## BEGIN TASK INPUT

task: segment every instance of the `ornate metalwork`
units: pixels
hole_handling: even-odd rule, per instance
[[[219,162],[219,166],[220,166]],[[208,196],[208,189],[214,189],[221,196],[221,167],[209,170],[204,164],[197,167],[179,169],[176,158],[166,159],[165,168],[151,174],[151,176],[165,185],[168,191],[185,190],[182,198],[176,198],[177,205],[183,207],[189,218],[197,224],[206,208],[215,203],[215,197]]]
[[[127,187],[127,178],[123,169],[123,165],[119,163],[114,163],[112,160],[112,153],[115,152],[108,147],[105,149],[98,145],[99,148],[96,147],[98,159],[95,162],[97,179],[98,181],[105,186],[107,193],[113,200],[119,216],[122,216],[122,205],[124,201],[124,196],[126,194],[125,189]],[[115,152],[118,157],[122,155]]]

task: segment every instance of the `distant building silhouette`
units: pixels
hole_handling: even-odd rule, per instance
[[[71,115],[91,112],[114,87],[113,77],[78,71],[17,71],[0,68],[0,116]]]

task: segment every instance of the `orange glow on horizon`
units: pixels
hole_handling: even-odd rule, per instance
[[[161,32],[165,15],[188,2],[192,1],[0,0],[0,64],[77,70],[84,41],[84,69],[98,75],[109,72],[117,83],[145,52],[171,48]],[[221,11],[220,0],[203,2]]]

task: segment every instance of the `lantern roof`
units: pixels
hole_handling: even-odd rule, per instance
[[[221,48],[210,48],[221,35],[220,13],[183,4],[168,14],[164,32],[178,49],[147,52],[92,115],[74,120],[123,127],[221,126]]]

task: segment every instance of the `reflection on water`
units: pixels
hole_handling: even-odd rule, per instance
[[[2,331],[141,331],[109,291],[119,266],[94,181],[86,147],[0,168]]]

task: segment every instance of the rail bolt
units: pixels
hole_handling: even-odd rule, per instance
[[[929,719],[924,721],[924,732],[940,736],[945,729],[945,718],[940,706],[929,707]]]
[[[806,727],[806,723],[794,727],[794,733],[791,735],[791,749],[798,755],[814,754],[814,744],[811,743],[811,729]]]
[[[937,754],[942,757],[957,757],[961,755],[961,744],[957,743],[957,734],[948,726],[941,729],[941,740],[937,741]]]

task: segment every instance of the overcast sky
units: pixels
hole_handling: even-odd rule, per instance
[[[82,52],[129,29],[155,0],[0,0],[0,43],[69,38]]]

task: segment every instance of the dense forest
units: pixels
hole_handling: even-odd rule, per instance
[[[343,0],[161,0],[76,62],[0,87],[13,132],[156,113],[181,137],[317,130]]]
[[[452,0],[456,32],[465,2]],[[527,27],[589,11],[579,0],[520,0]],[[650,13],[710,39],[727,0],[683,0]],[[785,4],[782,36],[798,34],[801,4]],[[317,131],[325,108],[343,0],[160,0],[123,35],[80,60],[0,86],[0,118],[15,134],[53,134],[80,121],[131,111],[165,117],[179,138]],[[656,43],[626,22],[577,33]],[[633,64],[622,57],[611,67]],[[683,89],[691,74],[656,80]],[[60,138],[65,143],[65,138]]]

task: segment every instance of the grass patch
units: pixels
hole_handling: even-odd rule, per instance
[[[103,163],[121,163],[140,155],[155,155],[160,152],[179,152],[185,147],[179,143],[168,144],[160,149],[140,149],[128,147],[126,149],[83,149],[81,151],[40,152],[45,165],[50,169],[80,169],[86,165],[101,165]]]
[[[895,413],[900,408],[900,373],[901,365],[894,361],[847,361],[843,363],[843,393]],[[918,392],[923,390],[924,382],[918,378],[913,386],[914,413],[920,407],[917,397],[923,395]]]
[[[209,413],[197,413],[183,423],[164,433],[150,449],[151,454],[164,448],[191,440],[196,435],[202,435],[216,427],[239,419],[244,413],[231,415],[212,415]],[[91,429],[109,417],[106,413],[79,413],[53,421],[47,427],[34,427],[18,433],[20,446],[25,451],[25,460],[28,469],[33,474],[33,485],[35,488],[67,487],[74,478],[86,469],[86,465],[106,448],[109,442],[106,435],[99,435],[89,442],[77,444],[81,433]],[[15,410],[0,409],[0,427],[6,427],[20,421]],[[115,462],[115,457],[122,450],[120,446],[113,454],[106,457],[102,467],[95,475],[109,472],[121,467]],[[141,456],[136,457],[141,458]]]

## END TASK INPUT

GIVEN TASK
Output the records verbatim, from the first line to the last.

ANSWER FOR THIS EXERCISE
task: segment every instance of the `ornate metalwork`
units: pixels
hole_handling: even-odd rule, per instance
[[[219,162],[219,166],[220,166]],[[208,196],[208,189],[214,189],[221,196],[221,167],[209,170],[204,164],[197,167],[179,169],[176,158],[166,159],[165,168],[151,174],[151,176],[165,185],[168,191],[185,190],[182,198],[176,198],[177,205],[183,207],[189,218],[197,224],[206,208],[215,203],[215,197]]]
[[[127,187],[127,178],[123,169],[123,165],[119,163],[114,163],[112,160],[112,153],[115,152],[108,147],[105,149],[98,145],[99,148],[96,147],[98,159],[95,162],[97,179],[98,181],[105,186],[107,193],[113,200],[119,216],[122,216],[122,205],[124,201],[124,196],[126,194],[125,189]],[[115,152],[118,157],[122,155]]]

task: segment every instance of the `distant building silhouette`
units: pixels
hole_handling: even-odd rule, per instance
[[[71,115],[91,112],[114,87],[113,77],[78,71],[17,71],[0,68],[0,116]]]

task: segment every instance of the `orange glow on horizon`
units: pixels
hole_handling: even-odd rule, per instance
[[[161,32],[165,15],[188,2],[192,1],[0,0],[0,64],[77,70],[84,41],[84,69],[98,75],[109,72],[117,83],[145,52],[171,48]],[[221,11],[220,0],[203,2]]]

task: segment every instance of the `lantern roof`
units: pixels
hole_handling: even-odd rule, per instance
[[[221,48],[210,48],[221,35],[220,13],[183,4],[168,14],[164,32],[178,49],[147,52],[92,115],[74,120],[123,127],[221,126]]]

task: segment every instance of the `reflection on water`
units: pixels
hole_handling: even-odd rule, per instance
[[[2,331],[141,331],[109,291],[119,266],[94,181],[86,147],[0,168]]]

task: segment every instance of the rail bolt
units: pixels
hole_handling: even-odd rule, per instance
[[[929,719],[924,721],[924,732],[940,736],[945,729],[945,718],[940,706],[929,707]]]
[[[806,727],[806,723],[794,727],[794,733],[791,735],[791,749],[798,755],[814,754],[814,744],[811,743],[811,729]]]
[[[937,754],[942,757],[957,757],[961,755],[961,744],[957,743],[957,734],[948,726],[941,729],[941,740],[937,741]]]

task: segment every instance of the overcast sky
units: pixels
hole_handling: even-odd rule, per instance
[[[82,52],[129,29],[155,0],[0,0],[0,43],[69,38]]]

task: segment every instance of the dense forest
units: pixels
hole_handling: even-odd rule, per instance
[[[343,0],[161,0],[76,62],[0,87],[13,132],[156,113],[181,137],[317,130]]]
[[[452,0],[456,32],[465,2]],[[527,27],[589,11],[579,0],[520,0]],[[650,13],[710,39],[727,0],[683,0]],[[785,4],[782,36],[798,34],[801,4]],[[317,131],[325,108],[343,0],[160,0],[123,35],[80,60],[0,86],[0,118],[15,134],[53,134],[80,121],[131,111],[165,117],[179,138]],[[656,43],[626,22],[577,33]],[[633,64],[622,57],[611,67]],[[683,89],[691,74],[656,80]],[[60,138],[65,143],[65,138]]]

task: segment every instance of the grass patch
units: pixels
hole_handling: even-odd rule, per instance
[[[103,163],[121,163],[140,155],[155,155],[160,152],[179,152],[185,147],[179,143],[168,144],[160,149],[140,149],[128,147],[126,149],[83,149],[81,151],[40,152],[45,165],[50,169],[80,169],[86,165],[101,165]]]
[[[895,413],[900,408],[900,373],[901,365],[894,361],[847,361],[843,363],[843,393]],[[918,392],[923,390],[924,382],[918,378],[913,386],[914,413],[920,407],[917,397],[923,395]]]
[[[209,413],[197,413],[183,423],[164,433],[150,449],[151,454],[164,448],[191,440],[196,435],[202,435],[216,427],[239,419],[244,413],[231,415],[212,415]],[[91,429],[109,417],[106,413],[79,413],[53,421],[47,427],[34,427],[18,433],[20,446],[25,451],[25,460],[28,469],[33,474],[33,485],[35,488],[67,487],[74,478],[86,469],[86,465],[106,448],[109,442],[106,435],[99,435],[89,442],[77,444],[81,433]],[[15,410],[0,409],[0,427],[6,427],[20,421]],[[115,462],[115,457],[122,450],[120,446],[113,454],[106,457],[102,467],[95,475],[109,472],[121,467]],[[141,456],[136,457],[141,458]]]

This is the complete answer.